[Begin Input material]

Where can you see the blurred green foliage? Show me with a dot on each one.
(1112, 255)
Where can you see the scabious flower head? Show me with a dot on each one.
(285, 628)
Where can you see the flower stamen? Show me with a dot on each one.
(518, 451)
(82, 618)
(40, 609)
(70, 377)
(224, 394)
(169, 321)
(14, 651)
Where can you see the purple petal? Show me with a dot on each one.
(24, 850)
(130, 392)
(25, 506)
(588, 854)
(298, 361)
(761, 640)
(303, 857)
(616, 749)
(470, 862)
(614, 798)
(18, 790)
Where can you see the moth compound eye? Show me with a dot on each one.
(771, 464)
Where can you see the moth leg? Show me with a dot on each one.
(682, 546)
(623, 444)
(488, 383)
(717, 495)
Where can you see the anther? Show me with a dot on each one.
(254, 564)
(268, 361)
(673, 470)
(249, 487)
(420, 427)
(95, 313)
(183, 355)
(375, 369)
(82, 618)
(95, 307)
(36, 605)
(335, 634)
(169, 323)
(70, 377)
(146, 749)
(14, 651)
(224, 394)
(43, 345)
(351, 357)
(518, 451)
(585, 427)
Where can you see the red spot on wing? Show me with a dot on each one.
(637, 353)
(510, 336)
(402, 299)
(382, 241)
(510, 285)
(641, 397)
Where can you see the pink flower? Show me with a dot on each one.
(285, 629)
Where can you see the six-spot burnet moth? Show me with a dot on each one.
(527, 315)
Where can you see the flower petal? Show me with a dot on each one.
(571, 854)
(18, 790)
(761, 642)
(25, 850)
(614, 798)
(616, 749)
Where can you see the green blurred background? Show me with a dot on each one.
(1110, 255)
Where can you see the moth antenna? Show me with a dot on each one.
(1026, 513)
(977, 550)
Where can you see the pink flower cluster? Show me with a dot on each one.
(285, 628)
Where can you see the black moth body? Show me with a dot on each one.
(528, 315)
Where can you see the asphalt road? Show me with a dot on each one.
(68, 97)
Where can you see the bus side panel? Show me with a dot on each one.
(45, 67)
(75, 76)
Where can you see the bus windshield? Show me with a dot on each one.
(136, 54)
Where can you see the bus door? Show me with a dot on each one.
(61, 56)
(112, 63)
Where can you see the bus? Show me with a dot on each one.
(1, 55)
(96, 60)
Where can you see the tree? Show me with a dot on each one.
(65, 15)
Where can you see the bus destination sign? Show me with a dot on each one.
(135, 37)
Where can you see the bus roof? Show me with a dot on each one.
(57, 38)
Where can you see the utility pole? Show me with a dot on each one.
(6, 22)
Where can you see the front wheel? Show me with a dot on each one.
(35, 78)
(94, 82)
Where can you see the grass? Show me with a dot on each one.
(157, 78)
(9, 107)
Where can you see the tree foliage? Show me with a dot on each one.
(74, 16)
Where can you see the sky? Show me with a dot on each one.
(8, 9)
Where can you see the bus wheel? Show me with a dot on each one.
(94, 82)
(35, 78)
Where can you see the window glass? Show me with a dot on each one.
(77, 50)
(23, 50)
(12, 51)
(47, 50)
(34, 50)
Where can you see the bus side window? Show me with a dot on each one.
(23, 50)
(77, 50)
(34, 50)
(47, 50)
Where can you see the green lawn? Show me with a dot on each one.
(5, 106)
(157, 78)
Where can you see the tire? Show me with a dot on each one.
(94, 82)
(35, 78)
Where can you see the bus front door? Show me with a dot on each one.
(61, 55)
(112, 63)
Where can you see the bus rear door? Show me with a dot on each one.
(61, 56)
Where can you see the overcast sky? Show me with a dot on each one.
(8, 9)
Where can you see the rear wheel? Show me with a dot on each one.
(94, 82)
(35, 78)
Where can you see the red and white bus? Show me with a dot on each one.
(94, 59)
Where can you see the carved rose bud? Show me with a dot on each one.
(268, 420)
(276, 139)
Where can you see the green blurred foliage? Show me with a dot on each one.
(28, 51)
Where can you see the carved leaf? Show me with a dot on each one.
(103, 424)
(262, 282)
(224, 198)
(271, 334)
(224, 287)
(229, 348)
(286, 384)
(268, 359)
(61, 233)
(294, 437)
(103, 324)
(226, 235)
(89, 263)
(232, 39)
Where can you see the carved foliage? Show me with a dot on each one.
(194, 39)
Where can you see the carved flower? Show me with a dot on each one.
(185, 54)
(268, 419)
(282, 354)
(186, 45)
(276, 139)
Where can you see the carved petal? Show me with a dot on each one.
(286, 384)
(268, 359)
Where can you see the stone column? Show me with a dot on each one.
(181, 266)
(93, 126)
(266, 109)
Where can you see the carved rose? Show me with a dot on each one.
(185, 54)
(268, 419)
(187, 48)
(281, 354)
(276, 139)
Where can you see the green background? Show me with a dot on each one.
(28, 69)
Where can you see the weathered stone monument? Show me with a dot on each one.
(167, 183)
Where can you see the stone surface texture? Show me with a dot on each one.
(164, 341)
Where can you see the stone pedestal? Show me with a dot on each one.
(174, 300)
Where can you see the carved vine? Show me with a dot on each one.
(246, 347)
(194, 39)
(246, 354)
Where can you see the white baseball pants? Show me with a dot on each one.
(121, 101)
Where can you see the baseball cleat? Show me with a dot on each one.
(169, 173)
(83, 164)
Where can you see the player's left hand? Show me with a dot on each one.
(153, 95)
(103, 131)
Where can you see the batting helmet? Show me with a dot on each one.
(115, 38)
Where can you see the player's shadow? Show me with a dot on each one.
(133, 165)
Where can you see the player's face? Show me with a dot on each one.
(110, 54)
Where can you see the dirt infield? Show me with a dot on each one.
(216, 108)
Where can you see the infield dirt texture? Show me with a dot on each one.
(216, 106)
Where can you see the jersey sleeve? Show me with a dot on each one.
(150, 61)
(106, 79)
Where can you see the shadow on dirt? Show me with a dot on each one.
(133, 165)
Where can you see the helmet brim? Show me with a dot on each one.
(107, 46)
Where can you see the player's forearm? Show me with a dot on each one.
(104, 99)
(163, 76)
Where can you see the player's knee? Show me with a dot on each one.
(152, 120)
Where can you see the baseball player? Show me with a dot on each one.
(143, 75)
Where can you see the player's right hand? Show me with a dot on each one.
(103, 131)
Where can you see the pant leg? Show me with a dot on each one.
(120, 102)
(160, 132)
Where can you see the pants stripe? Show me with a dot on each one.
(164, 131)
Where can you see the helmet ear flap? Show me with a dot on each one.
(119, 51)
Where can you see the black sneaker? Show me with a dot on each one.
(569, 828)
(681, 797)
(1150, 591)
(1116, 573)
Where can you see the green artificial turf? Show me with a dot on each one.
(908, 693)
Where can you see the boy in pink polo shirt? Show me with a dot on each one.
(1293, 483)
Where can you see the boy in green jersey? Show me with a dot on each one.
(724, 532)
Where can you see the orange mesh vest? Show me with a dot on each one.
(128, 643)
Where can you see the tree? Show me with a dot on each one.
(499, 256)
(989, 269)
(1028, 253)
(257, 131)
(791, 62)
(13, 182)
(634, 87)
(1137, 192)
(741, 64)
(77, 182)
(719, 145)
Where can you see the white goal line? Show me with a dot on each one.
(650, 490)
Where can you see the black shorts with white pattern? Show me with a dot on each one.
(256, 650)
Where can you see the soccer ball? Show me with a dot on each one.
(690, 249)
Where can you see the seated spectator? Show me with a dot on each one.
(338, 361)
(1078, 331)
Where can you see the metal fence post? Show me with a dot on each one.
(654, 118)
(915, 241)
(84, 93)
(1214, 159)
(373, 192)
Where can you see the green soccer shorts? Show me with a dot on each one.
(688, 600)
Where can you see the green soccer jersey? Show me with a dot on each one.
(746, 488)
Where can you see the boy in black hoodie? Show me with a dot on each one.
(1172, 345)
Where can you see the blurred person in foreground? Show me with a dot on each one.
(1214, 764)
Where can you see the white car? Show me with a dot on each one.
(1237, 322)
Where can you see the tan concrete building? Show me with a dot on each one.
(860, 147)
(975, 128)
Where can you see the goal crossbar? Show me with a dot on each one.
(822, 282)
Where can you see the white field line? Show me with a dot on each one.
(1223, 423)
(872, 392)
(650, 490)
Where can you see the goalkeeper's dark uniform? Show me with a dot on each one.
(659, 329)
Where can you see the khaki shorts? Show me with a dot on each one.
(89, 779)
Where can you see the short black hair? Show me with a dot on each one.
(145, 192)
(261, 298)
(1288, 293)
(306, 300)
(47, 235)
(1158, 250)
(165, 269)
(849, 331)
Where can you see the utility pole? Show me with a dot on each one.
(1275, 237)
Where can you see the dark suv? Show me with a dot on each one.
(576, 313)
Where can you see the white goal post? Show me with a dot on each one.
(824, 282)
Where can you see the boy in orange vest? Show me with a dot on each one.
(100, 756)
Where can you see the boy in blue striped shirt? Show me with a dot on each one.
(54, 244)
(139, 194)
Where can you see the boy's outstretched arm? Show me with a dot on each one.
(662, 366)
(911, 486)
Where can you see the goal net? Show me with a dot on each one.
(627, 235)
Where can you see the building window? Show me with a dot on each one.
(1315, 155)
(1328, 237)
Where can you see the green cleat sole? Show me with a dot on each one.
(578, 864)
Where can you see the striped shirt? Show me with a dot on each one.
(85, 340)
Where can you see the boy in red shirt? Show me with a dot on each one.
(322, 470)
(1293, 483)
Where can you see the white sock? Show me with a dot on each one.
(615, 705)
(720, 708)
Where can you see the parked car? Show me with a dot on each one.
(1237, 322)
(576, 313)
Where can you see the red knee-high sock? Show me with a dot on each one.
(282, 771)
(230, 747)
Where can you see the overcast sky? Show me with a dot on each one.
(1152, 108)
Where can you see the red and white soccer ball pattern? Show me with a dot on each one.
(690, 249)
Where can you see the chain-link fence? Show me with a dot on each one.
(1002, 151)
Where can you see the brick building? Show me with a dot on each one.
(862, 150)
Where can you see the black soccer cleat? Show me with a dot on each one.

[End Input material]

Exercise:
Can you copy the records above word for word, from the line containing "Where can you see the brick" through the last line of the records?

Final result:
Where can you see the brick building? Show me with a dot on each one.
(862, 150)
Where can you see the black soccer cleat? Show me with a dot on each one.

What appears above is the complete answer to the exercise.